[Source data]
※

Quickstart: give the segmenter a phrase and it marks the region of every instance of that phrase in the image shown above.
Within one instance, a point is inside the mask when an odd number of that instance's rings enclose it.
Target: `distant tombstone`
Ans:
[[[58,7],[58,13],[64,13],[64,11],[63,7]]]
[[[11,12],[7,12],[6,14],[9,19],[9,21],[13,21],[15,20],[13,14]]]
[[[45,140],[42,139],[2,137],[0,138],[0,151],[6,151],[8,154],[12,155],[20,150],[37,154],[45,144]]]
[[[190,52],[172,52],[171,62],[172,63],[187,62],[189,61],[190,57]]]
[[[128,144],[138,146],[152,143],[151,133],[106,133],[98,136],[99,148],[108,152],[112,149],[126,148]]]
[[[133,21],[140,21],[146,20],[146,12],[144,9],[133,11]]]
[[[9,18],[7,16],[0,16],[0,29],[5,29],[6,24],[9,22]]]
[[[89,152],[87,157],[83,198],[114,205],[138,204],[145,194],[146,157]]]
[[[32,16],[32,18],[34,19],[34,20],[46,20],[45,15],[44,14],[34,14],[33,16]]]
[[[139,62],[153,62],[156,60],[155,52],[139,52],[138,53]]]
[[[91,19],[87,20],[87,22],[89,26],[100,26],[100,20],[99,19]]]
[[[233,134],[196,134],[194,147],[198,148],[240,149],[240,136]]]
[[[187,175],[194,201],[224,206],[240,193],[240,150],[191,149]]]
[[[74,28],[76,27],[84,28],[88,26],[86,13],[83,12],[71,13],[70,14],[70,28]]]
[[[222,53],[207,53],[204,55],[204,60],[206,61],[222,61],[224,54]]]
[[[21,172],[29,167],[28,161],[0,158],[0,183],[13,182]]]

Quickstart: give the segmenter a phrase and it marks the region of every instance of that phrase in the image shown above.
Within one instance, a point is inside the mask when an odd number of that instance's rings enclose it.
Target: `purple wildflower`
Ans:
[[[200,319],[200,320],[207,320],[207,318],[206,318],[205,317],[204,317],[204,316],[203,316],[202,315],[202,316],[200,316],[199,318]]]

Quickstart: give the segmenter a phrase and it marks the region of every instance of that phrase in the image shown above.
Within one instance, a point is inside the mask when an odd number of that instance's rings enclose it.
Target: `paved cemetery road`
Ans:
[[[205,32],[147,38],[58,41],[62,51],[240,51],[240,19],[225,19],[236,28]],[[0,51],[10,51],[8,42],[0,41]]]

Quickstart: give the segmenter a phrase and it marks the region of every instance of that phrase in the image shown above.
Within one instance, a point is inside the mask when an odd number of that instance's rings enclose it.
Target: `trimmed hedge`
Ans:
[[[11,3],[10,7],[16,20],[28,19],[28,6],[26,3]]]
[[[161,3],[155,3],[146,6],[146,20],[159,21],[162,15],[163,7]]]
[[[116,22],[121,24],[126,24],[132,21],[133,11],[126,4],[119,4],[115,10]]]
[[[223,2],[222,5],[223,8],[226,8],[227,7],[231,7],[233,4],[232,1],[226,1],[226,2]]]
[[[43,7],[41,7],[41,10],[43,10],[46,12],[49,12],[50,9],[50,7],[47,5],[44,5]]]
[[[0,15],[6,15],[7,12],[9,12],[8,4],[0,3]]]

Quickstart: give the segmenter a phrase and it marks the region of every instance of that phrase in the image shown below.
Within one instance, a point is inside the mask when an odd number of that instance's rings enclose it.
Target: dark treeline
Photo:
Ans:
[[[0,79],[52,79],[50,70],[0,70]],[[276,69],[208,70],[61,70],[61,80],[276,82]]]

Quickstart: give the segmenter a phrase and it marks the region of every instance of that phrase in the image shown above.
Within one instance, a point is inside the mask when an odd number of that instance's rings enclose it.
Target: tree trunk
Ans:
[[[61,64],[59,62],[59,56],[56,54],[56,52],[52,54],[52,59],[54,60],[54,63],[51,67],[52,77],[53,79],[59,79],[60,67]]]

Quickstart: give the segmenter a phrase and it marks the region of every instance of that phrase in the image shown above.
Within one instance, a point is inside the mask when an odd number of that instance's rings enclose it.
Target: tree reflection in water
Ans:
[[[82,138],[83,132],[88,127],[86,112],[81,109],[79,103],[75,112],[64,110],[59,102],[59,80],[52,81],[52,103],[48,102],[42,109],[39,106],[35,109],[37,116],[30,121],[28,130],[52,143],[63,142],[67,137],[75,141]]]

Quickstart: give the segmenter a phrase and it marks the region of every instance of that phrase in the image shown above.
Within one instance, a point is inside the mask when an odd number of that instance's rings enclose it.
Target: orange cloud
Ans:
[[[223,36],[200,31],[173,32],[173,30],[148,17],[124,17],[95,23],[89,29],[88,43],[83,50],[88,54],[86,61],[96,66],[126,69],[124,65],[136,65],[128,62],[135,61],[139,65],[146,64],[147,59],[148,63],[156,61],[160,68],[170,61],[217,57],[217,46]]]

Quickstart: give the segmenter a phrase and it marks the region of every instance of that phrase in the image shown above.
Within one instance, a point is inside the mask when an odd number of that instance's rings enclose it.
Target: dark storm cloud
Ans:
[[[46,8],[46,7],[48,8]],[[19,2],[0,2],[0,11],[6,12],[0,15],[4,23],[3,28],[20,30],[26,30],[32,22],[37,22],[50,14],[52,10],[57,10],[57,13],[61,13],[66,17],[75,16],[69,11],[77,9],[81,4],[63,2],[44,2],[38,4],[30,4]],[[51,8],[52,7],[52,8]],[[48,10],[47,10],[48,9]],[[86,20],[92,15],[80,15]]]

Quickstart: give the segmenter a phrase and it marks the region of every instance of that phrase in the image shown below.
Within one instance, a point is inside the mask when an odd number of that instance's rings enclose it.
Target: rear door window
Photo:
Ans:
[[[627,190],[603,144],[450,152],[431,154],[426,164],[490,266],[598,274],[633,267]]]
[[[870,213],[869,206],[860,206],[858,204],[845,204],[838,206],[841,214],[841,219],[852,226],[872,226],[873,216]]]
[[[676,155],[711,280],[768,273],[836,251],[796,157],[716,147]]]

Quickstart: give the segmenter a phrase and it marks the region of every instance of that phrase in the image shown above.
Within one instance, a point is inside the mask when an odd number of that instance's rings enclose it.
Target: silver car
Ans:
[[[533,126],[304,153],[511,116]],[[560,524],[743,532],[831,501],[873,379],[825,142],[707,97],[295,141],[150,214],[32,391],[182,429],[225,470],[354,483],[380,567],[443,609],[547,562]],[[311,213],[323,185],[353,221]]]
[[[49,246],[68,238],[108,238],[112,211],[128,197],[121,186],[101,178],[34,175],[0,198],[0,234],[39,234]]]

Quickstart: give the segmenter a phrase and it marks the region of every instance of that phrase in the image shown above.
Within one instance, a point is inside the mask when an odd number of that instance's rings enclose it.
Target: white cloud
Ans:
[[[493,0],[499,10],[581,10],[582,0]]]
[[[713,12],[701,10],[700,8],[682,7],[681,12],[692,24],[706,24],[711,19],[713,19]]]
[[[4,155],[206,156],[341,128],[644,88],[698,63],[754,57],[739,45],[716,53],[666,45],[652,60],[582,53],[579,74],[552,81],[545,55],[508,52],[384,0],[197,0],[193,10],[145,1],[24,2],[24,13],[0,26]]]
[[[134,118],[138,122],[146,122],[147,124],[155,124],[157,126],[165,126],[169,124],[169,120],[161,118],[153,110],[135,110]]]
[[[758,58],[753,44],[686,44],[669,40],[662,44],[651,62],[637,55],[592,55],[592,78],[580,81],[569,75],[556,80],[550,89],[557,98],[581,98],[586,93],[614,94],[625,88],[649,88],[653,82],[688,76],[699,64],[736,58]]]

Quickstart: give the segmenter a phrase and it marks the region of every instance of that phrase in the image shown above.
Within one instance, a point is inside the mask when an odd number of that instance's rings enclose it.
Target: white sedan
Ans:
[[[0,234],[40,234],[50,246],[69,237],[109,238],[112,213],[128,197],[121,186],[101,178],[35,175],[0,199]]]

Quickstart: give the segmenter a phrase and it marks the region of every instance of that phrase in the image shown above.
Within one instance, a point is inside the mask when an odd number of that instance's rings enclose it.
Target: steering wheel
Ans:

※

## Exercise instructions:
Copy the material word for word, from its first line through the line containing "[[[133,21],[140,21],[146,20],[146,12],[144,9],[133,11]]]".

## Result of the exercise:
Quickstart: give the segmenter a phrase and it marks the region of every instance of that phrase in the image shown above.
Within one instance, a point is inside the mask when an odd number of that instance's rings enclose it.
Target: `distant tombstone`
Ans:
[[[58,7],[58,13],[64,13],[64,11],[63,7]]]
[[[11,12],[7,12],[6,14],[9,19],[9,21],[13,21],[15,20],[13,14]]]
[[[45,140],[42,139],[2,137],[0,138],[0,151],[6,151],[8,154],[12,155],[20,150],[37,154],[45,144]]]
[[[190,52],[172,52],[171,62],[172,63],[187,62],[189,61],[190,57]]]
[[[128,144],[138,146],[152,143],[151,133],[106,133],[98,136],[99,148],[108,152],[112,149],[126,148]]]
[[[133,21],[140,21],[146,20],[146,12],[144,9],[133,11]]]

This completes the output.